(Provided text)
+ + + +
Ruth Galloway quickly becomes part of the investigation: partly because Nelson and his team count on her for her expertise (although usually for Iron Age skeletons!), and mostly because an old friend from archaeology school is in town for a conference of woman Anglican priests heading toward higher positions in the church hierarchy. When Hilary Smithson reconnects with Ruth, there's a powerful ulterior motive for getting back in touch: threats against her life, which Hilary hopes that Ruth can help assess, based on all the modern-day police connections that Ruth's clearly experienced in the past few (very public) years.
"The thing is," says Hilary again, cubing the cubes, "there are some people who just don't like the idea of woman priests."

Ruth knows. She's read about it in the Guardian. Though, to be honest, she usually skips those articles on the way to the TV listings.

"Most women priests get abuse of some kind, people saying things, refusing to come to their services. When I first started getting the letters I didn't think anything of it. A rite of passage ... Then, at the end of last year, the tone seemed to change, to become nastier, more sinister. But what worried me most were the references to archaeology ... because it was specific to me. ... He must have found out that I was coming to this conference."
Ruth's dubious about her ability to help -- but soon the twists of events threaten her carefully balanced life, including her relationship with her daughter's father, and when her own slant on the past comes into play (archaeology matters!), she moves several steps ahead of the police in grasping the motive for the spate of deaths of blond young women like the one "in blue."

Elly Griffiths spins a tight, taut, and neatly twisted crime plot where the significant characters -- Ruth, Nelson, Cathbad -- must learn something deeper about themselves and their part of England in order to solve the crimes and stop their escalation. Each time I read another in the Ruth Galloway series, I marvel at how few people know these. It's something about the English source of the books, of course ... THE WOMAN IN BLUE was release on the other side of the Atlantic in February, reaching us quietly in May through Houghton Mifflin Harcourt. If I could summon up a change in the way these books arrive here, I'd send Griffiths on a major tour, where she could reveal her own secret life (her name's not really Griffiths! -- see her website for more) and connect with the smart savvy readers who appreciate her books so much. (I reviewed numbers 6 and 7 here.)

But then again, that would get in the way of writing Ruth Galloway investigation number 9 -- and I want more of these, for a very satisfying shelf of mysteries that I re-read with pleasure. Now that I think of it, maybe that's how I'll celebrate the start of official summer in a few weeks: by returning to the start of the series and reading them all again. Yes!
+ + + +
(Dataset content)
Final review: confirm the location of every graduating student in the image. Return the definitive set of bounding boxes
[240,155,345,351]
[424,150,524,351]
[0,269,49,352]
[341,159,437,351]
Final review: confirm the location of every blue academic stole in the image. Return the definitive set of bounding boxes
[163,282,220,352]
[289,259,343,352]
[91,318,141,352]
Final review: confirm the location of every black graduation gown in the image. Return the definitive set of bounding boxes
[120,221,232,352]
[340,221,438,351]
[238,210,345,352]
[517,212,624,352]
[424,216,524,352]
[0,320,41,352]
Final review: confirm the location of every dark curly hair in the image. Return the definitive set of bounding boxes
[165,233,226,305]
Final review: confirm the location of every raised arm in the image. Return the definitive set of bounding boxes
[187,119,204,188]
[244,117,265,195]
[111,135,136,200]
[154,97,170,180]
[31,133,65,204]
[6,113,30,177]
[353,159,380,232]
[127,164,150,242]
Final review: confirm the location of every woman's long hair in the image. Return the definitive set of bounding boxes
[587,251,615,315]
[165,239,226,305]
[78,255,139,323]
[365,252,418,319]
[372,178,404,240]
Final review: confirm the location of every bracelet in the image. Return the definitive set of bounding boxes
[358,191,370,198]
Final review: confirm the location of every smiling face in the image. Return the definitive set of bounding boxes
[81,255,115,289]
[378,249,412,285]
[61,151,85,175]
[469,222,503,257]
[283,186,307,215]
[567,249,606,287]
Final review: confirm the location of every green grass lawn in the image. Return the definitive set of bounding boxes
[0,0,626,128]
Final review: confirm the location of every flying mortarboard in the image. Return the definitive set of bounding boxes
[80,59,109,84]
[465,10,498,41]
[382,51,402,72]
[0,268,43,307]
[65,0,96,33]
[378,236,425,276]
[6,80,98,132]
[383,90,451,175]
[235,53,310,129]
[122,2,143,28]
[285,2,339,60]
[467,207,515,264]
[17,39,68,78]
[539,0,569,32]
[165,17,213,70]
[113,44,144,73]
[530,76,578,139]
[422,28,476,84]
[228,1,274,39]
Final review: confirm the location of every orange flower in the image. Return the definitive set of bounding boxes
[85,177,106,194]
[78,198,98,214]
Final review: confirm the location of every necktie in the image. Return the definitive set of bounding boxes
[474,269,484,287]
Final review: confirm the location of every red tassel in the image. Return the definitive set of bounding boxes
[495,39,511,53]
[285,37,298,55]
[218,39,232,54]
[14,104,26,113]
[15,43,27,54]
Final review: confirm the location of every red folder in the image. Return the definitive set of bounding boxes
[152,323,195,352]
+ + + +
(Tasks)
1 – Say whether each statement agrees with the book review. Answer yes or no for each and quote the review's deciding words.
(a) Ruth's old friend from archaeology school is in town for a conference of woman Anglican priests.
(b) The Woman in Blue reached the reviewer's side of the Atlantic in February.
(c) Ruth usually reads the Guardian articles about women priests closely.
2 – Print the part of the book review that begins at the words "Ruth Galloway quickly" and stops after "(very public) years.".
The material comes from a separate source, not from the book review.

(Responses to the exercise)
1 –
(a) Yes: "an old friend from archaeology school is in town for a conference of woman Anglican priests"
(b) No: "reaching us quietly in May through Houghton Mifflin Harcourt"
(c) No: "she usually skips those articles on the way to the TV listings"

2 –
Ruth Galloway quickly becomes part of the investigation: partly because Nelson and his team count on her for her expertise (although usually for Iron Age skeletons!), and mostly because an old friend from archaeology school is in town for a conference of woman Anglican priests heading toward higher positions in the church hierarchy. When Hilary Smithson reconnects with Ruth, there's a powerful ulterior motive for getting back in touch: threats against her life, which Hilary hopes that Ruth can help assess, based on all the modern-day police connections that Ruth's clearly experienced in the past few (very public) years.